**Requests:**
A) In the post about the Oracle Log Reader, on which server was the Data Provisioning Agent installed?
B) Translate this sentence from the post about the Oracle Log Reader into Spanish: "We have completed the setup, and it seems to be working fine, so that as soon as we update a record in that source Oracle database we see the change at Hana Virtual table level, and if we create an extraction request we see the extraction retrieves one single data record."
C) Please write a continuation of the post about the Oracle Log Reader, picking up right after its final sentence.

--- begin Excerpt ---

We want to use this SDI Oracle Log Reader feature to perform real-time data loads of some tables of a source Oracle database in BW4/HANA without adding any extra load on that source database, and we are working on a Proof of Concept about it.


We have in fact already installed the Data Provisioning Server at HANA side and the Data Provisioning Agent (in our case in the same server where the source Oracle database is located, not apart), setting up the Oracle Log Reader.

We have completed the setup, and it seems to be working fine, so that as soon as we update a record in that source Oracle database we see the change at Hana Virtual table level, and if we create an extraction request we see the extraction retrieves one single data record.


But, our doubt is about how exactly this Oracle Log Reader technically works; how it reads the information from the redo logs, where it saves it until the BW extraction is launched, as we cannot be sure if the created LogReader user at Oracle level is not in fact reading the own database and not the redo logs (because we had to grant the "select" permission for the tables we want to capture), and we cannot find anywhere how this process exactly works.

--- end Excerpt ---
--- begin Data listing ---

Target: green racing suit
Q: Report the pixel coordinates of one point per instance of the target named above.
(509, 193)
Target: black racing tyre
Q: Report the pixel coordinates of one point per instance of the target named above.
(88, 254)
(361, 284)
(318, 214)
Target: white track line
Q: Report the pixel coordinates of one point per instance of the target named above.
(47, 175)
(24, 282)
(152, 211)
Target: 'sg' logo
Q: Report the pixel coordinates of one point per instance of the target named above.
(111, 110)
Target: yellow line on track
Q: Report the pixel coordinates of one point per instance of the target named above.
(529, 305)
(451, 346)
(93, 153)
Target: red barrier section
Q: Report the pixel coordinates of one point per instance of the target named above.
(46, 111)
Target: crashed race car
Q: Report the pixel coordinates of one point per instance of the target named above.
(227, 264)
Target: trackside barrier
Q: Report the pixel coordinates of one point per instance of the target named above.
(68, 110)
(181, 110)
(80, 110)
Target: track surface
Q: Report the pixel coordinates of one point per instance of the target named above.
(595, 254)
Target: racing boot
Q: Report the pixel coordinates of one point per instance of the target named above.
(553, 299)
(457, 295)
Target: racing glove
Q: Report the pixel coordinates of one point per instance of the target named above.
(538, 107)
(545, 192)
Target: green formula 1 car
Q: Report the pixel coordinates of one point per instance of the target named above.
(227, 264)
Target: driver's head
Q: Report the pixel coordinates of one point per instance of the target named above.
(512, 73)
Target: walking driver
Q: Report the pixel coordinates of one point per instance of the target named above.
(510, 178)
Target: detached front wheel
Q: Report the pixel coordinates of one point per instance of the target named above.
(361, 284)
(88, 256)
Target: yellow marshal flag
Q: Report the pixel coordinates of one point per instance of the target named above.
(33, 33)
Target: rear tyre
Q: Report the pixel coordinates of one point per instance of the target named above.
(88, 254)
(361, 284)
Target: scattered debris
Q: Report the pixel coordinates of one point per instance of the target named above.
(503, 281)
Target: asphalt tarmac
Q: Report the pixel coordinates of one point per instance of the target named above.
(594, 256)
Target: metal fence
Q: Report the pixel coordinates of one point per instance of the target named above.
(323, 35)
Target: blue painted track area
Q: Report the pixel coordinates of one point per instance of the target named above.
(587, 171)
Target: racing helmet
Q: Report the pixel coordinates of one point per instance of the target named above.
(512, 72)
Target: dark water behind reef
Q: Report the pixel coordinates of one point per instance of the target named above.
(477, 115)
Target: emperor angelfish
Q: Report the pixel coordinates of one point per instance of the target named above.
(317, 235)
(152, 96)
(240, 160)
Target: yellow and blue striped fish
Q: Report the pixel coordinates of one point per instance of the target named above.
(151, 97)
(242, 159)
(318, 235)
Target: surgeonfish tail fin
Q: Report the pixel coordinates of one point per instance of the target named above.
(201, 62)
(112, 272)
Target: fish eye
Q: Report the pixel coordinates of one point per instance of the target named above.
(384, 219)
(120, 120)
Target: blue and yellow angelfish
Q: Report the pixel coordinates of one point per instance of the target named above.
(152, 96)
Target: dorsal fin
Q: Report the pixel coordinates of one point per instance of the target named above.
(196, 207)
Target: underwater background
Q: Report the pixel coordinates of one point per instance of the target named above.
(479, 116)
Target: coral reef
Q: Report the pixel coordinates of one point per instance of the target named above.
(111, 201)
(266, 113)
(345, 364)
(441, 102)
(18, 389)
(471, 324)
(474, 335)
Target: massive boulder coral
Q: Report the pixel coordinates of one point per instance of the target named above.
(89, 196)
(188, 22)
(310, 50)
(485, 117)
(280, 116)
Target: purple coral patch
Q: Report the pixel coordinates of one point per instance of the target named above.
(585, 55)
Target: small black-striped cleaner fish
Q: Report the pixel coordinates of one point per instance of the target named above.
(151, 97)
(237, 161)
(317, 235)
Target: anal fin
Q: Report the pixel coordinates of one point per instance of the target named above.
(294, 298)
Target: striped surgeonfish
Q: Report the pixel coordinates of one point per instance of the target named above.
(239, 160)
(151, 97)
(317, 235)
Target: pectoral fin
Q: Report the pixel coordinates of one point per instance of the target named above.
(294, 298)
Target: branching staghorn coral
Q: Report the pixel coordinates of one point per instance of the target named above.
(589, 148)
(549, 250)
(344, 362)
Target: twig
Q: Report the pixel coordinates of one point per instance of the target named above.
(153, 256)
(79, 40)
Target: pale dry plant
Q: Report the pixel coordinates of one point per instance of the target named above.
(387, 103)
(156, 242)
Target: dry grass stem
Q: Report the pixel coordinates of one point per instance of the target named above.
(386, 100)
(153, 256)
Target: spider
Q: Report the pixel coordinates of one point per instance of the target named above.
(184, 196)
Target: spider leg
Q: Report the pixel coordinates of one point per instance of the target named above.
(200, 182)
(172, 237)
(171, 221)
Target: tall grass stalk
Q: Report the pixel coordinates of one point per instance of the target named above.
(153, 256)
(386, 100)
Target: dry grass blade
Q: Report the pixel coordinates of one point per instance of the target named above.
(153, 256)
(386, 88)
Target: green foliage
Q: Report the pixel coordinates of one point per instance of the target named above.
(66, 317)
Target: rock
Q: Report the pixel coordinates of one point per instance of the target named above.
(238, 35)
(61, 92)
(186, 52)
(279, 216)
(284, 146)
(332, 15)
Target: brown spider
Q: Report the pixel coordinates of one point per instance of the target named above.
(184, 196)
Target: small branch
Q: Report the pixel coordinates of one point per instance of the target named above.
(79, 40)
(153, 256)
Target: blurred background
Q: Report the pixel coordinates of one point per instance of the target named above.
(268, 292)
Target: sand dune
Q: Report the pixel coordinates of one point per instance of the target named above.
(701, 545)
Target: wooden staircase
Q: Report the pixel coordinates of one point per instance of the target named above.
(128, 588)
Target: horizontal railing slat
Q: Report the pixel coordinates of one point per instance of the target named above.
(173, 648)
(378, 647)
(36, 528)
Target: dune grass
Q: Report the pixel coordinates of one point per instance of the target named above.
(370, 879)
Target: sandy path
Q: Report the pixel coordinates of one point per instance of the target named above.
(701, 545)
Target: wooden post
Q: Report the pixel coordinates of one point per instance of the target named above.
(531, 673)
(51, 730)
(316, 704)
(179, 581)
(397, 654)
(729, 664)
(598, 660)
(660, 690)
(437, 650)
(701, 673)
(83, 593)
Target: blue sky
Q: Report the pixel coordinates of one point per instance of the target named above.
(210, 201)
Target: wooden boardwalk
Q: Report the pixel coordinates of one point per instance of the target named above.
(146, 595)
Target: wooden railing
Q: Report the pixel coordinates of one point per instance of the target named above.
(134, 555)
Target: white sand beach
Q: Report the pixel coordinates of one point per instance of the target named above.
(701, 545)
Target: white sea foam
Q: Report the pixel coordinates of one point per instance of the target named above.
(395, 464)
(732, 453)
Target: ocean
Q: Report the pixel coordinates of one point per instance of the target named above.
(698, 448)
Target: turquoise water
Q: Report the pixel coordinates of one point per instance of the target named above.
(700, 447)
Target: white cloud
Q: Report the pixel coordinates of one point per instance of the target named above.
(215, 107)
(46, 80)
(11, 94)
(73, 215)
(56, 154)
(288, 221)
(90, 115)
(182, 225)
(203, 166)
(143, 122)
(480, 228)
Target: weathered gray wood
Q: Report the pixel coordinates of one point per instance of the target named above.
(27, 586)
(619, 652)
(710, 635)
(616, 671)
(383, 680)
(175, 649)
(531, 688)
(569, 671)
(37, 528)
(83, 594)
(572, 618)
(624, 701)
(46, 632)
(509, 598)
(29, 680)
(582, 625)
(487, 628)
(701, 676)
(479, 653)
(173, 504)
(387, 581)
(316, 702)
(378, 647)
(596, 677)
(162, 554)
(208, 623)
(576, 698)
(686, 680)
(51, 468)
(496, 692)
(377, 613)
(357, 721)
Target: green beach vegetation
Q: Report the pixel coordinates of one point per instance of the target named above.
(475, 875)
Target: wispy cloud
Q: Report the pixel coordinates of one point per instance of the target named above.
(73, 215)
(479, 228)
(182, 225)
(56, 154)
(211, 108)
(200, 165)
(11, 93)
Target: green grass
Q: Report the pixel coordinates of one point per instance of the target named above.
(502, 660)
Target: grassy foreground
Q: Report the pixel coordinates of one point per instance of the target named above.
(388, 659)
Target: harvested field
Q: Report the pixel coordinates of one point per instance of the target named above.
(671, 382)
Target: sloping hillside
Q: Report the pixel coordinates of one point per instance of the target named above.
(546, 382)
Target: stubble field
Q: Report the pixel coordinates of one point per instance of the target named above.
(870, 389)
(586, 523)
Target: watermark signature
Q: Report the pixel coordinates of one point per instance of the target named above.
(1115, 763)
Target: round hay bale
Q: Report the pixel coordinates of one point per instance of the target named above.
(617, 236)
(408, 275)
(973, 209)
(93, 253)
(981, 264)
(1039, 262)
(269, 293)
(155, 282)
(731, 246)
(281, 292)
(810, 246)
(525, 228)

--- end Data listing ---

**Task responses:**
A) On the same server as the source Oracle database.

B) Hemos completado la configuración y parece funcionar bien, de modo que, en cuanto actualizamos un registro en esa base de datos Oracle de origen, vemos el cambio a nivel de tabla virtual de Hana, y si creamos una solicitud de extracción, vemos que la extracción recupera un único registro de datos.

C)
My personal theory is that the Oracle Log Reader is in fact checking the online redo logs of the Oracle database, and when it detects a change there that affects the tables we have selected in BW4/HANA it saves this change information into a different location, probably in the file structures we see the agent has created under /usr/sap/dataprovagent/ds-lite/sqla/tmp/dslite_repo_<process_id> or in the file called dslite_repo.db, but it might also do it at Oracle level, in the other set of tables that the Oracle Log Reader user has created as owner in the database.

Can someone please confirm how this work?


And then, another doubt arises to us: How did the initial full load of the HANA virtual tables happened? Because for sure all the existing change records of the tables we have selected were not part of the redo logs (even more when we have a script that compresses the offline redo log files moving them to a different location every hour).
Was perhaps that initial load done by using a direct "select" sentence on the real table at Oracle level? Or how exactly?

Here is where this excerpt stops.